# Instructions for the task
The answer must be an exact copy of the entries below, with no images in it.

---+---

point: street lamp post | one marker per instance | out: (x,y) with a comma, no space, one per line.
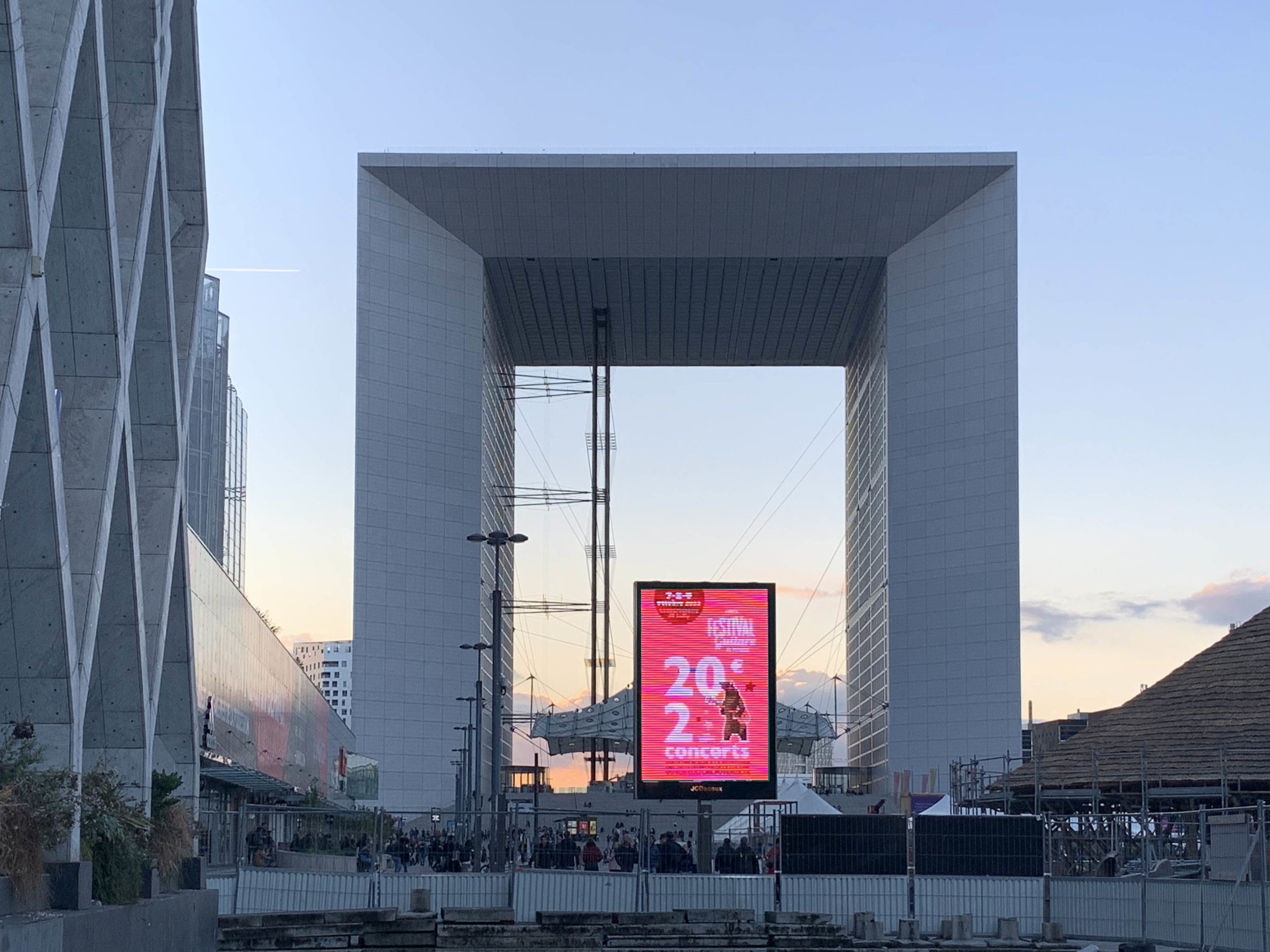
(469,785)
(498,538)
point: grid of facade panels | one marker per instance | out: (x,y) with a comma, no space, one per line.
(233,555)
(498,473)
(867,540)
(420,492)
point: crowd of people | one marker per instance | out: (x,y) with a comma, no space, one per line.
(557,847)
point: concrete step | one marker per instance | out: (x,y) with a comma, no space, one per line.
(736,941)
(399,940)
(479,916)
(708,928)
(272,944)
(330,916)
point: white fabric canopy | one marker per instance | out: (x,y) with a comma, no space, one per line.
(788,790)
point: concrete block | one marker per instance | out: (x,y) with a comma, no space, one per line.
(150,887)
(409,922)
(859,923)
(718,916)
(652,918)
(561,918)
(352,916)
(865,927)
(398,940)
(478,916)
(70,885)
(1008,928)
(193,873)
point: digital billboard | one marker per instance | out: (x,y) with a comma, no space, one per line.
(705,690)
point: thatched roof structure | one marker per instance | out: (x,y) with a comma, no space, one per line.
(1205,725)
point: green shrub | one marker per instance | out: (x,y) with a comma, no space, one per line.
(37,812)
(114,834)
(172,835)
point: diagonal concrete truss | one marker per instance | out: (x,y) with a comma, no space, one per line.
(102,248)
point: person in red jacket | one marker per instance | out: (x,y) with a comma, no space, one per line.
(591,856)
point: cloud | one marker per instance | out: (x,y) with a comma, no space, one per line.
(1230,602)
(1217,603)
(807,593)
(803,686)
(1056,624)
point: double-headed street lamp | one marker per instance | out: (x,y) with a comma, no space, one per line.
(498,538)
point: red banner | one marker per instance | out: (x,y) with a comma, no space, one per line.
(705,674)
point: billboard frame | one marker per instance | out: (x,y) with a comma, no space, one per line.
(706,790)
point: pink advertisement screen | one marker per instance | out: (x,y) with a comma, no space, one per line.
(705,667)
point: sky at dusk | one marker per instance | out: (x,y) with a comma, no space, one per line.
(1142,132)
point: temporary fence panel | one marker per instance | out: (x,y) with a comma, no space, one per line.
(226,888)
(1098,908)
(1228,912)
(445,890)
(985,898)
(886,896)
(302,892)
(667,892)
(574,892)
(1175,912)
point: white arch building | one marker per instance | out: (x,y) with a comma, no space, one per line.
(898,268)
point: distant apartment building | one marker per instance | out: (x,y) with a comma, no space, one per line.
(216,441)
(329,665)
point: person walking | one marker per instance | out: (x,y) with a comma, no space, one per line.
(591,856)
(746,860)
(726,857)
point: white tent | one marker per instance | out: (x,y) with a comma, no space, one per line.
(761,813)
(940,808)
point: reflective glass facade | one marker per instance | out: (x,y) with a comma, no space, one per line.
(205,434)
(266,715)
(235,485)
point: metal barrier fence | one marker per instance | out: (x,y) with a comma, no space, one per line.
(1205,913)
(667,892)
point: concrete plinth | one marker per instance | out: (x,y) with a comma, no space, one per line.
(1008,928)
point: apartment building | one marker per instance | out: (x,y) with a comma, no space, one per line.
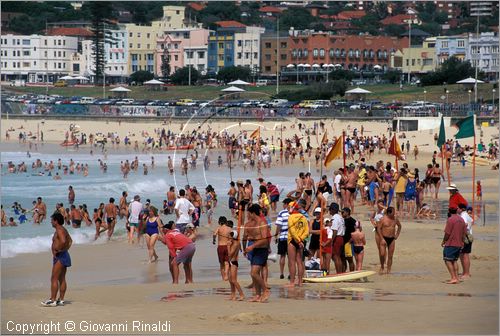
(36,58)
(483,51)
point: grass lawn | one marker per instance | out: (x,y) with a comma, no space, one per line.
(384,92)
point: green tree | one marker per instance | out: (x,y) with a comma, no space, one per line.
(102,13)
(229,74)
(181,76)
(451,71)
(298,18)
(141,76)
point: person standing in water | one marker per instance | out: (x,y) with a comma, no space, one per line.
(61,260)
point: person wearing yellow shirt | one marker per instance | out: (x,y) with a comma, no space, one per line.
(400,188)
(298,231)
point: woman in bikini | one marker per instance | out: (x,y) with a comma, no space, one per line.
(436,179)
(153,230)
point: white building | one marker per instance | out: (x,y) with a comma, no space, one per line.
(485,52)
(247,48)
(36,58)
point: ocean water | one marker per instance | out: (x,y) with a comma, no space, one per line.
(98,187)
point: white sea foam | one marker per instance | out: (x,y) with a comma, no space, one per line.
(12,247)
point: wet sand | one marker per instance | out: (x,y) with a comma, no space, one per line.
(112,283)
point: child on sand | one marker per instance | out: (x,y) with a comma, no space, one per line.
(326,245)
(359,241)
(233,245)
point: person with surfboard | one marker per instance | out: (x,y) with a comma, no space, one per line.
(388,229)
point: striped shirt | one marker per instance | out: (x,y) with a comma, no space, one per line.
(282,222)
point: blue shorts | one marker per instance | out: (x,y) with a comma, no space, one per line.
(62,257)
(372,187)
(259,256)
(451,253)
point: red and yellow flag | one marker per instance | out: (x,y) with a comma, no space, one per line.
(335,152)
(395,148)
(255,134)
(325,138)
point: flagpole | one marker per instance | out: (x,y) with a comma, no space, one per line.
(474,175)
(343,151)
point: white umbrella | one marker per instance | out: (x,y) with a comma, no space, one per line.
(358,90)
(153,82)
(120,89)
(238,82)
(469,80)
(232,89)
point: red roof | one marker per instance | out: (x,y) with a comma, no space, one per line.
(348,15)
(230,24)
(270,9)
(70,32)
(196,6)
(396,19)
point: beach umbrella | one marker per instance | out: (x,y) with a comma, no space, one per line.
(238,82)
(358,93)
(120,91)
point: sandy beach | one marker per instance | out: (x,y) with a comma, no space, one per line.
(111,283)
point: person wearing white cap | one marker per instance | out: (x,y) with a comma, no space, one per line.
(315,231)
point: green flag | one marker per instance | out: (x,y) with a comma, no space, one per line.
(442,134)
(465,128)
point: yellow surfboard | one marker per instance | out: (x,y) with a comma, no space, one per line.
(349,276)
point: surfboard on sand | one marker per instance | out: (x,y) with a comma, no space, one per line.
(349,276)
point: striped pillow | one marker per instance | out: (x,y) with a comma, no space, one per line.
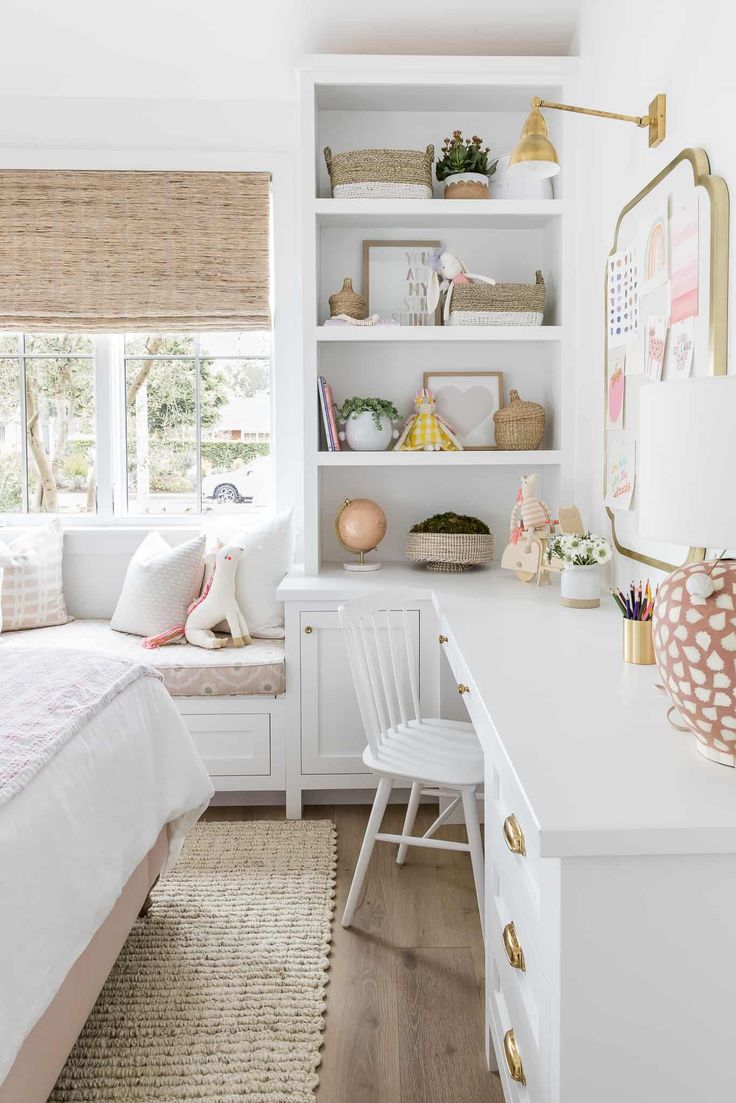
(32,592)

---+---

# Answer to the exercise
point: street lamp post | one marker per instance | out: (x,y) with a comma, no space, one per line.
(469,785)
(498,538)
point: grid of facade panels | one marker per instance | out: (x,y) with a comma, no space, one per line.
(233,555)
(498,473)
(867,540)
(420,492)
point: crowd of people | one marker per instance | out: (x,y) with a comma, no space, one per line.
(557,847)
point: concrete step | one marker per instance | out: (x,y) with a comma, no space, one per line.
(736,941)
(399,940)
(479,916)
(708,928)
(272,944)
(330,916)
point: white fabric canopy | one marker per instance | out: (x,y) with a comma, no space, one per line.
(788,790)
point: concrete block | one marker per instance | out: (x,y) with a comma, no space, one per line.
(150,887)
(409,922)
(859,923)
(718,916)
(652,918)
(561,918)
(352,916)
(865,927)
(398,940)
(478,916)
(70,885)
(1008,928)
(193,873)
point: digital billboard | one marker per instance | out: (x,y) with a comma, no space, one per line.
(705,690)
point: thatched roof structure | one marker per instance | out: (x,y) with a comma, no space, one per line.
(1205,725)
point: green shrub | one marker per instance | out: (x,y) with a comma, no space, one per line.
(37,812)
(114,834)
(172,835)
point: diagonal concrete truss | one marker per instance | out: (x,y) with a comma, no space, one per line.
(102,248)
point: person in red jacket | one marker per instance | out: (x,y) with a comma, no space, one per line.
(591,856)
point: cloud | one marker per instance | out: (x,y) with a comma, no space, one per line.
(1230,602)
(1217,603)
(807,593)
(803,686)
(1056,624)
point: double-headed street lamp | one marker per instance | out: (x,y) with a comma, no space, one per line.
(498,538)
point: red banner | one marker per instance | out: (x,y) with a comma, no space, one per line.
(705,674)
point: billboard frame | one marker per instance | out: (x,y) with a comma, no space, one per line.
(706,790)
point: pink advertisement screen | one marker per instance | out: (x,y) with a comma, no space, one per line.
(705,667)
point: sky at dusk | one marker per instance | out: (x,y) with a comma, no space, one per line.
(1142,132)
point: temporary fence panel | one marker per instance | out: (x,y) with a comma, no space, one per line.
(226,888)
(1098,908)
(1228,912)
(445,890)
(985,898)
(886,896)
(302,892)
(667,892)
(574,892)
(1175,912)
point: white arch building | one marker per instance | out: (x,y) with a comma, no space, one per line.
(898,268)
point: distant apartment building | one marker per instance | out: (x,y) with a comma, no space, one per line.
(216,441)
(329,665)
point: person walking | one marker per instance | out: (x,y) with a comma, no space, one per line.
(591,856)
(746,860)
(726,857)
point: white tent | one marker per instance | out: (x,y) with a comma, no space, one per line.
(761,813)
(940,808)
point: reflective glass facade | one marker per instance | out: (x,y) with a comma, no space, one per line.
(205,434)
(266,715)
(235,485)
point: metal barrier fence | one marker per instance | out: (x,y) with a comma, no space, one per line.
(1205,913)
(667,892)
point: concrete plinth | one marker per instance | out: (x,y) with a comma, no space, one per line.
(1008,928)
point: apartment building | one marker per instance | out: (x,y) with a comma, no space, one per line.
(36,58)
(483,51)
point: grass lawn | one marker per instance | out: (x,y) with a comma, no space, one per line.
(384,92)
point: green tree | one marker per instance | out: (x,y) with a comma, no space, one per line.
(102,13)
(229,74)
(181,76)
(451,71)
(298,18)
(141,76)
point: person standing in water | one marker per instance | out: (x,y) with a comma, no space, one per line.
(61,260)
point: person wearing yellow shirt | one marker per instance | out: (x,y) with a comma, no space, one per line.
(400,188)
(298,231)
point: woman in bikini | one marker per instance | out: (x,y) with a comma, no space, one per line.
(436,179)
(153,230)
point: white building | one marker per instance | out: (x,y) with a comma, no space, one per line.
(485,52)
(247,48)
(36,58)
point: ocean water | one marker per instance | out: (x,y) with a comma, no space, one per line.
(98,187)
point: white sea foam | one marker per instance | out: (x,y) with a comma, no space, one per line.
(12,247)
point: wet sand | one marker per instance | out: (x,y) with a comma, no space, one per line.
(112,283)
point: child on sand | one marker per instance | out: (x,y) with a comma, no space, one per line.
(326,245)
(359,241)
(233,245)
point: person with surfboard | one marker per instance | out: (x,y) with a comma, no space, one per line.
(388,229)
point: striped shirt | one marker per instance | out: (x,y) with a comma, no space, one per line.
(282,222)
point: blue shorts | one marker per instance | out: (x,y) with a comma, no space, one per line.
(62,257)
(372,187)
(259,256)
(451,253)
point: red and yellow flag | one marker per instance | out: (x,y) with a comma, no space, one per line.
(335,152)
(395,148)
(255,134)
(325,138)
point: flagpole | one marker per instance | out: (x,y) with a comma, no space, one per line.
(474,175)
(343,151)
point: white umbrella | one marker per instance | out: (x,y) with a comma, no space, one per line.
(358,90)
(153,82)
(120,89)
(238,82)
(469,80)
(232,89)
point: red roof | one marker per instance | out: (x,y) with a comma, no space, one per line.
(348,15)
(230,24)
(270,9)
(70,32)
(196,6)
(396,19)
point: beach umbrella | one marker per instance | out: (x,y) with a comma, no space, one per line.
(238,82)
(358,93)
(120,91)
point: sandy beach | one marker per instance | out: (x,y) with a comma, no space, one per line.
(111,283)
point: person wearing white cap | one marker per instance | out: (x,y) with a comma, no space, one per line.
(315,231)
point: green flag | one marker per instance | out: (x,y) with a comma, no space, one per line.
(442,134)
(465,128)
point: yellow surfboard | one marker per instance | out: (x,y) with a comma, no space, one per line.
(349,276)
point: surfboard on sand | one marker per instance | out: (x,y) with a comma, no space, one per line.
(349,276)
point: striped pillow | one marker per instance | out: (x,y) with a comma, no space, one per line.
(32,592)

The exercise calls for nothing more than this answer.